If a string is found where an iterable is expected, it is treated as an iterable of characters. This was accidental and, which not incorrect, isn't very intuitive to the user. However, fixing it would complicate the code and it is convenient for testing so I'm leaving it be.

### \_\_GetItem\_\_() is implemented on MySeries

This is purely for convenience later on - it means that the print_table function can assume its operating on a list-like object and not worry about the particulars of MySeries

MySeries
=

In [1]:
from collections.abc import Mapping

class MySeries:
    
    def __init__(self, source, index=None):
        
        if isinstance(source, Mapping):
            self.s_dict = dict(source.items())

        else:
            
            try:
                iter(source)
            except:
                source = (source,)

            if index is None:
                pairs = enumerate(source)
            
            else:
                
                try:
                    iter(index)
                except:
                    index = (index,)
                
                pairs = zip(index, source)

            self.s_dict = dict(pairs)
    
    def __getitem__(self, key):
        return self.s_dict[key]
    
    def print(self, to_str=str, separation=2):

        def width(item):
            return len(to_str(item))

        # The "+ 1" here is for the colon
        keys_width = max(map(width, self.s_dict.keys())) + 1
        values_width = max(map(width, self.s_dict.values()))

        for k, v in self.s_dict.items():

            text = (to_str(k) + ":").ljust(keys_width)
            text += " "*separation
            text += to_str(v).rjust(values_width)
            print(text)
        
    def min(self):
        
        if len(self.s_dict) == 0:
            msg = "Cannot find the min of an empty series"
            raise ValueError(msg)
        
        try:
            return min(self.s_dict.values())
        
        except TypeError:
            
            message = ("Failed to find min of MySeries."
                " Are the order operators defined"
                " for all pairs of values?")
            
            raise TypeError(message)
    
    def max(self):
        
        if len(self.s_dict) == 0:
            msg = "Cannot find the max of an empty series"
            raise ValueError(msg)
        
        try:
            return max(self.s_dict.values())
        
        except TypeError:
            
            message = ("Failed to find min of MySeries."
            " Are the order operators defined"
            " for all pairs of values?")
                
            raise TypeError(message)
    
    def mean(self):
        
        if len(self.s_dict) == 0:
            msg = "Cannot find the mean of an empty series"
            raise ValueError(msg)
        
        total = 0
        for value in self.s_dict.values():
            
            try:
                number = float(value)
            
            except ValueError:
                
                message = ("Non-numeric value found while"
                " calculating the mean: ") + repr(value)
                
                raise ValueError(message)
            
            total += number

        return total/len(self.s_dict)

> Data excerpts:
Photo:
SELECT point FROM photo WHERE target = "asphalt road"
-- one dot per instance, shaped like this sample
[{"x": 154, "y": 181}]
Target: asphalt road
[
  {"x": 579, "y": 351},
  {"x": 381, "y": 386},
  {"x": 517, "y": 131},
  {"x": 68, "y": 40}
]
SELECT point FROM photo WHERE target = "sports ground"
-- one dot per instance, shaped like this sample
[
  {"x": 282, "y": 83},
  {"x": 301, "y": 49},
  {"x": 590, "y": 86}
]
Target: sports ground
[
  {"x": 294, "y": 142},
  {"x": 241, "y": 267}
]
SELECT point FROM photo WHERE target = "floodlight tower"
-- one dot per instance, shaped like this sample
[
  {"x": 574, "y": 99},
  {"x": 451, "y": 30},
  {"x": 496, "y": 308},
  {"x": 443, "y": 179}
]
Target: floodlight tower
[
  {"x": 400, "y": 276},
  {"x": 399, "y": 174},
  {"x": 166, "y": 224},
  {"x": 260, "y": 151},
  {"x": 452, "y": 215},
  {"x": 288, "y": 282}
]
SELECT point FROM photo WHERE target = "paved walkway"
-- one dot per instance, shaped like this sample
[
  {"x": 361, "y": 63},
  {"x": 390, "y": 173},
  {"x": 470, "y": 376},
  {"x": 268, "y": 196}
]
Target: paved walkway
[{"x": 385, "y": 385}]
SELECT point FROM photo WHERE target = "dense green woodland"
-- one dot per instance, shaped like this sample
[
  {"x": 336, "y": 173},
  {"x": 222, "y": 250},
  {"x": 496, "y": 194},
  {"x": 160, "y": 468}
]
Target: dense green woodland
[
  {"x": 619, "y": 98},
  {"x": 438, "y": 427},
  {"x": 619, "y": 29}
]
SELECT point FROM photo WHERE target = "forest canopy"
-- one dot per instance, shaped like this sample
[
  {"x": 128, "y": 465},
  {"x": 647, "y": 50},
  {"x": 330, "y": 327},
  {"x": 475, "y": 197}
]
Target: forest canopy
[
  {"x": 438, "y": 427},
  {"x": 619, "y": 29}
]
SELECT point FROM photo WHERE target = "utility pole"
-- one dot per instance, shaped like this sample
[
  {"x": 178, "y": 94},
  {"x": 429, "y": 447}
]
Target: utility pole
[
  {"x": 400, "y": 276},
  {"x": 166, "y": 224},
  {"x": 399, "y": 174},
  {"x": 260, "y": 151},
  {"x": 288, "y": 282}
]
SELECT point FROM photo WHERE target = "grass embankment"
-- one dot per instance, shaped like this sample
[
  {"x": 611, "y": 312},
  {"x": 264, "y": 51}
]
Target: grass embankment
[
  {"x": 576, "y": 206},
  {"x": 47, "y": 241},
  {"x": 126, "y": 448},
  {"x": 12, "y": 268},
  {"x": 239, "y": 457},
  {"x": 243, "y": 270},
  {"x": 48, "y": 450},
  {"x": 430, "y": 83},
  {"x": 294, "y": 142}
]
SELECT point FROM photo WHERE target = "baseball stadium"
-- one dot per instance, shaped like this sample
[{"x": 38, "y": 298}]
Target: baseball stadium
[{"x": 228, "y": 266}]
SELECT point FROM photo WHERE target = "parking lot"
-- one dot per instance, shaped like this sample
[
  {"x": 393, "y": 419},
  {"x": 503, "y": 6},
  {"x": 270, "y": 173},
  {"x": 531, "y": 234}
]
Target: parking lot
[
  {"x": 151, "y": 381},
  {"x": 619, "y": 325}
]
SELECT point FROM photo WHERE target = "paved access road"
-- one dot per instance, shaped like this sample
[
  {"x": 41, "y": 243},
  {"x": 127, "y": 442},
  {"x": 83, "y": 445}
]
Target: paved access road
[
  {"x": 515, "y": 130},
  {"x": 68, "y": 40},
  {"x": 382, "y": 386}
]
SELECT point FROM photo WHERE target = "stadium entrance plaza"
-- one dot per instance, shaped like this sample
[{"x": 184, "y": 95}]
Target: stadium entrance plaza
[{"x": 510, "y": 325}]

> Exercise set:
1. In the MySeries passage, how is a string treated when it is found where an iterable is expected?
2. Reproduce the stretch of the MySeries passage from "if index is" through "iter(index)".

> Task-by-task answers:
1. It is treated as an iterable of characters.

2.
if index is None:
                pairs = enumerate(source)
            
            else:
                
                try:
                    iter(index)